*Source extract*.
[Start of Attachment]

Well, I'm certain I've rambled enough. Mr. Adams, I hope I meet you someday. You write as I wish I could write about the places I love. Next time you're in the region, give us a holler. We'll be there in spades.

Tuesday, June 13, 2006

A History of Appalachia

I have a book to recommend - Richard B. Drake's (a professor emeritis of Berea College up in Kentucky and a co-founder of the Appalachian College Association) A History of Appalachia (I mentioned it below , if you 'll remember). The book is, as it posits to be, a history of the region. Let me say the parts that are negative first, get them out of the way so we can move on. One, the book is pretty repetative about certain themes - thus I recommend reading it as a series of essays or collected lectures rather than as a single tour. Also, there is a subtle, but noticable, not so much anti-Wesleyan bias (Wesleyan here refering to all evolvants from Wesleyan theology, from the rationalist Methodists to pentacostals), as much as a "not-a-fan" bias (and a tendency to leave out Methodists from several theology roll-calls, including contributions to education). On the other hand, he's a big, big fan of Calvinism and Presbyterianism. . . which I'm cool with - its nice to get the other side (grin).
All that aside, I have few complaints about the book. Heck, let me drop you a quote that I love. . . maybe it'll give you sense of what I mean:

As we examine regional arts, a key charcteristic of the region's artistic mind is that the "lowbrow" folk arts predominate over the "highbrow" fine arts. In urban society the highbrow is clearly given primary status, but in Applachia the lowbrow is seen as less pretentious and is widely respected. And it appears always to have been thus. In fact, many modern scholarly analysts of folk culture insist that the folk artist when he or she creates has in mind remarkably mature contextual insights, though skeptics sometimes are suscpicious of the level of sophisication that folklorists claim to see. But it is certainly true that "democratic" folk arts are remarkably active in the region, and the creations of Appalachian folk artists command a remarkable respect among urban, mainline Americans.

You want to read it now, don't you?

Of course you do.

I won't go into too many details on this one, frankly, because to do so would open a huge can of words - how do you stop writing about the qualities of a book you've dog-earred up till it looks like an origami piece? The one other part I would like to mention explicitly is this: Drake outlines the unique Appalachian attitudes towards race (i.e. our leadership in civil rights in integration) and dealing with calamity (the "Appalachian sense of humor") better than anyone I've read so far.

Put simply, this is a great review of Appalachian history - a solid introduction for the layman who wants to understand, but hasn't had the opportunities to do so.

[End of Attachment]

*Extracted entries*.
[Start of Attachment]

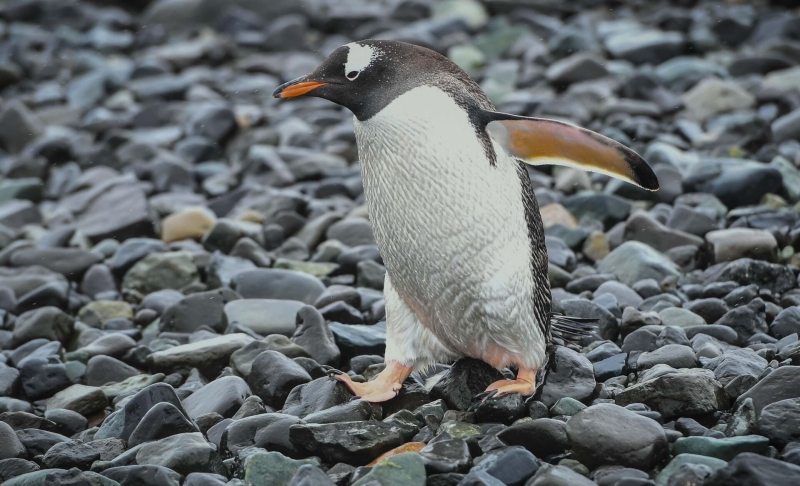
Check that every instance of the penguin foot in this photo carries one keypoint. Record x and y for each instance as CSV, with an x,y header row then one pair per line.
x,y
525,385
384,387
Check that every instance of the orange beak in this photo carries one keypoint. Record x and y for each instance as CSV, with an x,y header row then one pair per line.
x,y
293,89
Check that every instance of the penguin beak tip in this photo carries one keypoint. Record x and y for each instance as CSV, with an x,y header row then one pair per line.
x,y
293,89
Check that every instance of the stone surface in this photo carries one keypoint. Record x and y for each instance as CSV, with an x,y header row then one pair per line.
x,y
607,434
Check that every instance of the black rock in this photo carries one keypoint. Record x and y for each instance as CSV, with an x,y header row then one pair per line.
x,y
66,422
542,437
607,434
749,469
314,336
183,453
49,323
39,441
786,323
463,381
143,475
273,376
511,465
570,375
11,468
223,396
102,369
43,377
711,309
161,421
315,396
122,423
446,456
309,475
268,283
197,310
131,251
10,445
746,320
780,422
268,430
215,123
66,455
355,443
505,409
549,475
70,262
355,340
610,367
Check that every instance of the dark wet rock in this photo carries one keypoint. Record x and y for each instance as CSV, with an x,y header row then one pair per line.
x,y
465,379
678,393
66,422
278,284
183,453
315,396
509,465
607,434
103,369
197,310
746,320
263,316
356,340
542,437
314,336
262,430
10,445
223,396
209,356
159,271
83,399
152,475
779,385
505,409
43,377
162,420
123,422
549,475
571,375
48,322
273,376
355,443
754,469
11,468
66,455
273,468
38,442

[End of Attachment]
[Start of Attachment]

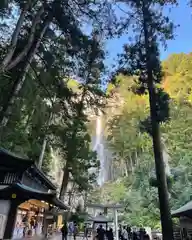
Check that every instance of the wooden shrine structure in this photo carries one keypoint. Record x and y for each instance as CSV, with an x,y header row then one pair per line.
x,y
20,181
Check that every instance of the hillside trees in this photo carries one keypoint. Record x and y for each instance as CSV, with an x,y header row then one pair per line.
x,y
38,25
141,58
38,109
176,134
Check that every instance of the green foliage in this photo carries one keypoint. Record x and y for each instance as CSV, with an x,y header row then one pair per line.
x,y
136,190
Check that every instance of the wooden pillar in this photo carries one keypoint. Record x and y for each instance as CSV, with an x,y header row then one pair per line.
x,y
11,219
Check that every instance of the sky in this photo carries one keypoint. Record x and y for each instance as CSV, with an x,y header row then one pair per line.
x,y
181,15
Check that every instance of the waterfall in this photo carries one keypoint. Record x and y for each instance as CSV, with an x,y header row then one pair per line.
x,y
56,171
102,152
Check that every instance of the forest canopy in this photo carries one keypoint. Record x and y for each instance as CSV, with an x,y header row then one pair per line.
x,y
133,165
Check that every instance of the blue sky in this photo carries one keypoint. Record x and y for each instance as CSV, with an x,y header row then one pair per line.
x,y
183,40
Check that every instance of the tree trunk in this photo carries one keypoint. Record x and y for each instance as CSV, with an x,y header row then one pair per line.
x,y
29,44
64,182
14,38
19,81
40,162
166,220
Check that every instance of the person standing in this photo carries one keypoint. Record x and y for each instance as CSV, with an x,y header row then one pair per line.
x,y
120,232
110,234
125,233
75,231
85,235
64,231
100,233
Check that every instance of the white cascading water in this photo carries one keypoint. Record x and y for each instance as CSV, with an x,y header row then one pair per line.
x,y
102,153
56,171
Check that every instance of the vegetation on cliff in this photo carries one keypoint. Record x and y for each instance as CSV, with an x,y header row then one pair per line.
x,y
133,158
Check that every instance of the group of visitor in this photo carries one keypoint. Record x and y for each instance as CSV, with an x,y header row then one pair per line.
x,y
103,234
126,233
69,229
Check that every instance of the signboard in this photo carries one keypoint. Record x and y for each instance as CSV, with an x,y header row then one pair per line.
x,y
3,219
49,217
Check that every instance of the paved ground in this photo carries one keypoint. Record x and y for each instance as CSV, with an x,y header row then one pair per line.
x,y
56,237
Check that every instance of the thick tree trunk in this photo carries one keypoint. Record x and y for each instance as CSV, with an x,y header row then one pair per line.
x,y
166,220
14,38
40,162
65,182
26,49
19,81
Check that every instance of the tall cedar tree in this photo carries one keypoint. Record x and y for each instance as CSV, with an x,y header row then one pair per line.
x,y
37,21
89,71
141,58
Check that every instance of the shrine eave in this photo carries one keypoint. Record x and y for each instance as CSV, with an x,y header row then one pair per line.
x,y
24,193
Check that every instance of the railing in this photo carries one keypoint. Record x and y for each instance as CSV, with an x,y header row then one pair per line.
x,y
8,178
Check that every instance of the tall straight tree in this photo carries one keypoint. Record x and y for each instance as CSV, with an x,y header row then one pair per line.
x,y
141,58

[End of Attachment]
[Start of Attachment]

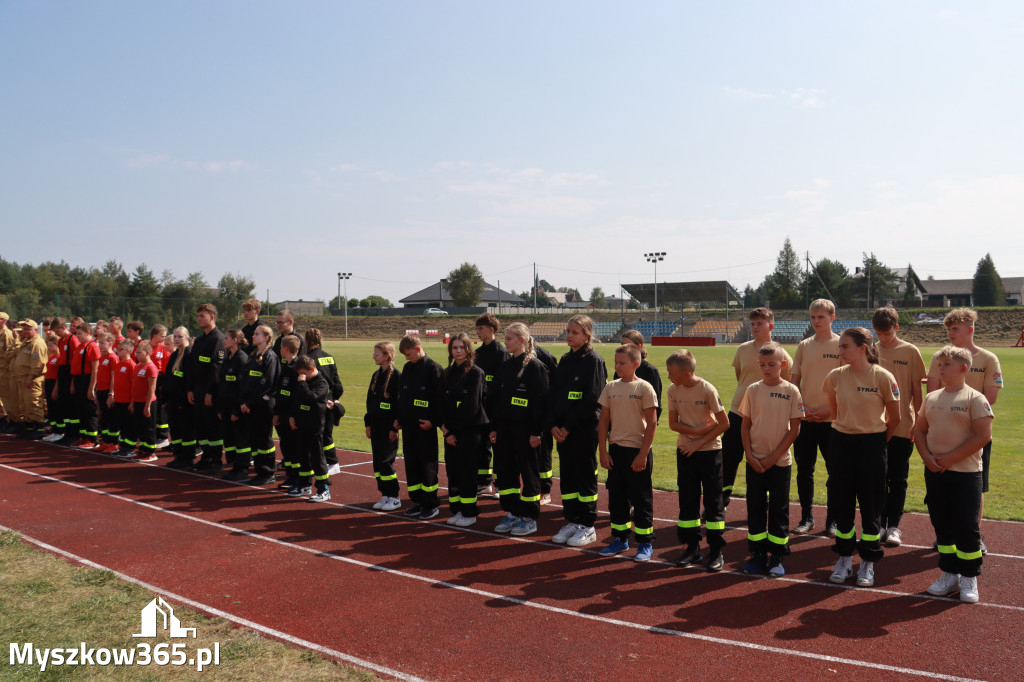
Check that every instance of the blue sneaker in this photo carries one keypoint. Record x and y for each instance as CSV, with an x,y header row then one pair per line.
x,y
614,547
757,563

[End of Attachment]

Reproduce the Appalachia book post word for word, everything from "Of course you" down to "read so far.". You won't need the records for this.

*Response to this exercise*.
Of course you do.

I won't go into too many details on this one, frankly, because to do so would open a huge can of words - how do you stop writing about the qualities of a book you've dog-earred up till it looks like an origami piece? The one other part I would like to mention explicitly is this: Drake outlines the unique Appalachian attitudes towards race (i.e. our leadership in civil rights in integration) and dealing with calamity (the "Appalachian sense of humor") better than anyone I've read so far.